## EXERCISE
Print the records exactly as they are written.

## SUPPLIED ENTRIES
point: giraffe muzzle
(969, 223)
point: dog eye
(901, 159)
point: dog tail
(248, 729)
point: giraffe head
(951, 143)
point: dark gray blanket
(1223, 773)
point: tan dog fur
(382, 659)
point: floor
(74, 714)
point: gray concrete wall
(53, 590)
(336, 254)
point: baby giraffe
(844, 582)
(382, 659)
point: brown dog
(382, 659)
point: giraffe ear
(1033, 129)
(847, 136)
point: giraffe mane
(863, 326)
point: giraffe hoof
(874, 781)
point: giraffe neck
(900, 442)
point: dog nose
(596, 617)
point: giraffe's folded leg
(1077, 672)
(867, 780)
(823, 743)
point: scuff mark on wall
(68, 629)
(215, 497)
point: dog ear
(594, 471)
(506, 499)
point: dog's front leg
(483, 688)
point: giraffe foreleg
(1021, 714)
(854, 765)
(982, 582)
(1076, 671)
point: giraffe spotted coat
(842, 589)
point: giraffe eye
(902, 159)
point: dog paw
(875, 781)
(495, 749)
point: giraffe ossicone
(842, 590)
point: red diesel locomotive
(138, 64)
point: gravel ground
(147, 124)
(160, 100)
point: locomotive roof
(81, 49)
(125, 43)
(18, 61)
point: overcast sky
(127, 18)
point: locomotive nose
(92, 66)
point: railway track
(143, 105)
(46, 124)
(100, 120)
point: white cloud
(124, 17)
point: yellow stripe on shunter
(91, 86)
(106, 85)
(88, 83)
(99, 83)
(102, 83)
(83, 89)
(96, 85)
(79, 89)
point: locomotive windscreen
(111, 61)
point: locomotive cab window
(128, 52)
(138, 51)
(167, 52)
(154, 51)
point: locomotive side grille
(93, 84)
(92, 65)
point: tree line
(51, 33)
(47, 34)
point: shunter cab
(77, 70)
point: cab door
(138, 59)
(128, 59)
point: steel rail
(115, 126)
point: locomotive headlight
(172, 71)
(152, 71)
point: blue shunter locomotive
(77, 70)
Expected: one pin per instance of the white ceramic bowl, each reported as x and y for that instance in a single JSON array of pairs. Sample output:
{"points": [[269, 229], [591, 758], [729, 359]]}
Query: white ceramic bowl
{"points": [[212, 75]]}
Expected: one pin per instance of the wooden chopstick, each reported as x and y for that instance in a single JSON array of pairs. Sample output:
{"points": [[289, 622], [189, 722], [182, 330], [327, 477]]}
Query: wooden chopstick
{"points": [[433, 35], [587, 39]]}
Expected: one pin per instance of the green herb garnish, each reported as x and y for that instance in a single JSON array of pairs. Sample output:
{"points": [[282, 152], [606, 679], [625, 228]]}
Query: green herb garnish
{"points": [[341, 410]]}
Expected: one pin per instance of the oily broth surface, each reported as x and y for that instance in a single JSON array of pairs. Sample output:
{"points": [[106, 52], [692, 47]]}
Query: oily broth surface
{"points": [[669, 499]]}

## EXPECTED ANSWER
point: giraffe muzzle
(969, 223)
point: dog eye
(901, 159)
point: dog tail
(248, 729)
point: giraffe head
(951, 143)
point: dark gray blanket
(1223, 773)
point: tan dog fur
(382, 659)
point: floor
(74, 714)
point: gray concrete wall
(53, 590)
(336, 254)
point: baby giraffe
(844, 582)
(382, 659)
point: brown dog
(382, 659)
point: giraffe ear
(1033, 129)
(847, 136)
point: giraffe mane
(863, 326)
point: giraffe hoof
(874, 781)
point: giraffe neck
(900, 442)
point: dog nose
(596, 617)
point: giraffe's folded leg
(1077, 672)
(867, 780)
(823, 743)
point: scuff mark on wall
(68, 629)
(215, 497)
point: dog ear
(594, 471)
(506, 499)
point: dog's front leg
(483, 688)
point: giraffe foreleg
(1021, 714)
(854, 765)
(982, 582)
(1076, 671)
point: giraffe spotted coat
(842, 589)
point: giraffe eye
(902, 159)
point: dog paw
(875, 781)
(495, 749)
point: giraffe ossicone
(842, 590)
point: red diesel locomotive
(138, 64)
point: gravel ground
(147, 124)
(160, 100)
point: locomotive roof
(81, 49)
(125, 43)
(18, 61)
point: overcast sky
(127, 18)
point: locomotive nose
(92, 66)
point: railway track
(143, 105)
(46, 124)
(100, 120)
point: white cloud
(124, 17)
point: yellow stripe on shunter
(91, 86)
(106, 85)
(88, 83)
(99, 83)
(102, 83)
(83, 89)
(96, 85)
(79, 89)
point: locomotive windscreen
(111, 61)
point: locomotive cab window
(128, 52)
(138, 51)
(167, 52)
(154, 51)
point: locomotive side grille
(93, 84)
(92, 65)
point: tree line
(51, 33)
(47, 34)
point: shunter cab
(77, 70)
point: cab door
(138, 59)
(128, 59)
point: steel rail
(115, 126)
point: locomotive headlight
(172, 71)
(152, 71)
point: blue shunter locomotive
(77, 70)
Expected: one pin per instance of the white ceramic bowl, each reported as x and y for that instance in a single JSON array of pairs. Sample output:
{"points": [[269, 229], [591, 758], [729, 359]]}
Query: white ceramic bowl
{"points": [[212, 75]]}
Expected: one pin per instance of the wooden chopstick, each reported as x and y for that instance in a single JSON array of pairs. Sample output:
{"points": [[289, 622], [189, 722], [182, 330], [327, 477]]}
Query: wooden chopstick
{"points": [[433, 35], [587, 39]]}
Expected: one pin per instance of the green herb garnish, each reported as x and y for that instance in a single JSON array of pairs. Sample output:
{"points": [[282, 152], [606, 679], [625, 228]]}
Query: green herb garnish
{"points": [[341, 410]]}
Expected: one pin per instance of the oily broth surface, each reported as x and y for that instance in a single JSON array of pairs. Sample output:
{"points": [[106, 52], [692, 47]]}
Query: oily broth surface
{"points": [[669, 499]]}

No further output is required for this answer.